TASK TO COMPLETE |
Reproduce, character for character, the stretch of the article on the banning of "Dam 999" from "December 03, 2011" through "in all theatres.".

EXERCISE PASSAGE |
Content starts

Seeing the larger picture

Why are films like “Dam 999” always easy targets, asks film-maker K. Hariharan highlighting the fundamentalism about cinema as the bane of the nation.

December 03, 2011 04:09 pm | Updated 04:17 pm IST

Thousands throng in support of the Mullaperiyar agitation. Photo: H. Vibhu

Thousands throng in support of the Mullaperiyar agitation. Photo: H. Vibhu

A few weeks ago I was happily informed that the best result that emerged out of the “Aarakshan fiasco that threatened the film's release was a government ruling which assured that the Central Board of Film Certification's decision would be final and to be respected “in toto” by all governmental agencies. And last week, the Tamil Nadu government officially banned the screening of a genuinely certified film called “DAM 999” in all theatres.

We have all heard of Indian popular cinema becoming soft targets for politicians and vandals alike in order to seek publicity “freely” through the press and TV media. But the promulgation of a ban on screening “DAM 999” by the Tamil Nadu Theatres association and the State government reflects the lowest point that such “soft” targeting can ever reach.

Content ends

EXTRACTED RECORDS |
Content starts

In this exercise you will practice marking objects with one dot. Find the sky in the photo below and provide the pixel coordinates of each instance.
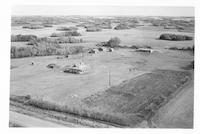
(101, 10)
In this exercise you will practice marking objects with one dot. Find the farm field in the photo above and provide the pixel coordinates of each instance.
(123, 87)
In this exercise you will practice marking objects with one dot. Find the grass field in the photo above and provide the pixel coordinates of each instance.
(123, 87)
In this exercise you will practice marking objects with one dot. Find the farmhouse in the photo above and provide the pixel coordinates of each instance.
(77, 68)
(144, 50)
(94, 51)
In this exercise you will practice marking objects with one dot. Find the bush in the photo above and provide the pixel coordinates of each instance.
(183, 48)
(174, 37)
(58, 40)
(121, 27)
(68, 33)
(67, 29)
(22, 38)
(33, 27)
(44, 49)
(93, 29)
(113, 42)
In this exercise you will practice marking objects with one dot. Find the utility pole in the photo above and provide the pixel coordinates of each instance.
(109, 78)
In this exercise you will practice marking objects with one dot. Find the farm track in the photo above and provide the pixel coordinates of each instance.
(60, 118)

Content ends

ANSWER BOX |
December 03, 2011 04:09 pm | Updated 04:17 pm IST

Thousands throng in support of the Mullaperiyar agitation. Photo: H. Vibhu

Thousands throng in support of the Mullaperiyar agitation. Photo: H. Vibhu

A few weeks ago I was happily informed that the best result that emerged out of the “Aarakshan fiasco that threatened the film's release was a government ruling which assured that the Central Board of Film Certification's decision would be final and to be respected “in toto” by all governmental agencies. And last week, the Tamil Nadu government officially banned the screening of a genuinely certified film called “DAM 999” in all theatres.